__Directions for this task__. Find every line in the entries below that contains the word "window" and copy each of those lines.
# START OF Supplied data
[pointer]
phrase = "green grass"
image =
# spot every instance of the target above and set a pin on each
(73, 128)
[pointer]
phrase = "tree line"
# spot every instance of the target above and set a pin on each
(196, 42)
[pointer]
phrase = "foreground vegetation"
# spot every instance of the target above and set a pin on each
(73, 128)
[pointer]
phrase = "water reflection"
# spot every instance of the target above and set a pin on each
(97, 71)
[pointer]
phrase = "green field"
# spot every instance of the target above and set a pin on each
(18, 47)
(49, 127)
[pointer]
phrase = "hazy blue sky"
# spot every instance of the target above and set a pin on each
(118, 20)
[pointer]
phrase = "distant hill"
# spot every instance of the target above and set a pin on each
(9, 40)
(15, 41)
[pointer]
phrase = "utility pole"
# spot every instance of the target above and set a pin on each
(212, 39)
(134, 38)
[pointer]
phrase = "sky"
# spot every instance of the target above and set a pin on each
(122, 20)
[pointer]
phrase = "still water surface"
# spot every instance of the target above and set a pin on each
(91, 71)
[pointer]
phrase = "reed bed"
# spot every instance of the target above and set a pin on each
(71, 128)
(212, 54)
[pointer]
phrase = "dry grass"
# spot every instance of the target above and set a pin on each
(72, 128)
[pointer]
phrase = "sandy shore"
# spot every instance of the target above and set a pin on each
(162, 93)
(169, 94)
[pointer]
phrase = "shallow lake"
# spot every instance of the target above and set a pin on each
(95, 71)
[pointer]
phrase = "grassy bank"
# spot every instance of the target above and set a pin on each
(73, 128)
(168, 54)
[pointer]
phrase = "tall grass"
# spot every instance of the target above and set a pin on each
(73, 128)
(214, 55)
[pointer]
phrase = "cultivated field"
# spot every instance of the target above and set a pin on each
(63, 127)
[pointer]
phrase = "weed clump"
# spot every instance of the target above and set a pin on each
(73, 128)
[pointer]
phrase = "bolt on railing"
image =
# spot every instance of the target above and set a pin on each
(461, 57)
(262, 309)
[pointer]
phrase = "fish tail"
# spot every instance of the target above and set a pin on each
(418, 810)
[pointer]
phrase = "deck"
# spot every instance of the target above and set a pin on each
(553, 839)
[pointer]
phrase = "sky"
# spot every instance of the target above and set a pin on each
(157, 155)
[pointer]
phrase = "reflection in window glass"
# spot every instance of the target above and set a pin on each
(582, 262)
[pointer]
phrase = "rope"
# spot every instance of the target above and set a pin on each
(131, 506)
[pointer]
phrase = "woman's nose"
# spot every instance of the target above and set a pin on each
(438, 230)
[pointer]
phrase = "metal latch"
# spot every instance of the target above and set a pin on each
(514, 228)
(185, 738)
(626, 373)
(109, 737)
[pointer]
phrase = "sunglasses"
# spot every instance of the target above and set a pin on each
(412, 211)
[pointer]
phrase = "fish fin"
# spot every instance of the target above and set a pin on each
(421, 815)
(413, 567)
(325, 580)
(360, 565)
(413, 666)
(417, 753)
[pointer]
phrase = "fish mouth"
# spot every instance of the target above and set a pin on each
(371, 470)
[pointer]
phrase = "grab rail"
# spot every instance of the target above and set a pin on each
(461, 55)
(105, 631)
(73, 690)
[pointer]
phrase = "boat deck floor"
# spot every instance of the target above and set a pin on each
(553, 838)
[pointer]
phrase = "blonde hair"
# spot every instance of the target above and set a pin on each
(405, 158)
# END OF Supplied data
# START OF Supplied data
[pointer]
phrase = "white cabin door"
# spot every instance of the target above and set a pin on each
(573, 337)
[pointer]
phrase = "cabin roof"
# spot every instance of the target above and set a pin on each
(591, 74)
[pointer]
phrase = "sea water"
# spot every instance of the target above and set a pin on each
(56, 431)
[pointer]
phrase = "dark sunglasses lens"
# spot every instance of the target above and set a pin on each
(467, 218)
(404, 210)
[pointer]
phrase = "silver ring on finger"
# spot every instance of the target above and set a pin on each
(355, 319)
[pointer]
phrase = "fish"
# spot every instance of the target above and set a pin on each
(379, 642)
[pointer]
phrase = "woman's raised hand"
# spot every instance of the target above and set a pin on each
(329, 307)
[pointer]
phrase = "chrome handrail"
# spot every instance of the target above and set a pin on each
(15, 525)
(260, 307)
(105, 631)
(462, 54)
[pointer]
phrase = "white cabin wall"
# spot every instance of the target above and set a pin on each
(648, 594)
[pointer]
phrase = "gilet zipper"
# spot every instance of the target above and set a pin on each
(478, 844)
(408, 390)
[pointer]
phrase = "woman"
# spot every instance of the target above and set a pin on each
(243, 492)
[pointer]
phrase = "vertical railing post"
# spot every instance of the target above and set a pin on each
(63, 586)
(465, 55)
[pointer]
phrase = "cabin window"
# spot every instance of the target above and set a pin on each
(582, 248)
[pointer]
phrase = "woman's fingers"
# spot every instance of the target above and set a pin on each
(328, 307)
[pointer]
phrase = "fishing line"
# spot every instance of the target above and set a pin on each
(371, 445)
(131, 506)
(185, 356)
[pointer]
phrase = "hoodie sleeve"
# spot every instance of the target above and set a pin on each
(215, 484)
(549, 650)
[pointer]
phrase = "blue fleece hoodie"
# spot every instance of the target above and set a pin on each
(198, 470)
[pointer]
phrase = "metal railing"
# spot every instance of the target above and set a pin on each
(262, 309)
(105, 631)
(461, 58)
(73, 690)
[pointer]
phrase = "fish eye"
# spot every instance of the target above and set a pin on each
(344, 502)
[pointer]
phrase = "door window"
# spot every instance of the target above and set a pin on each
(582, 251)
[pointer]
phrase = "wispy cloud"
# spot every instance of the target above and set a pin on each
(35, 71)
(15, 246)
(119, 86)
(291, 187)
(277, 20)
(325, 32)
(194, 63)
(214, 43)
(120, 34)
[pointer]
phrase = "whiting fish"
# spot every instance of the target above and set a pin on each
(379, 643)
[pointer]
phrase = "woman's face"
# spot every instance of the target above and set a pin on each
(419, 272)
# END OF Supplied data
__Finished exercise__.
phrase = "reflection in window glass"
phrase = "cabin window"
phrase = "door window"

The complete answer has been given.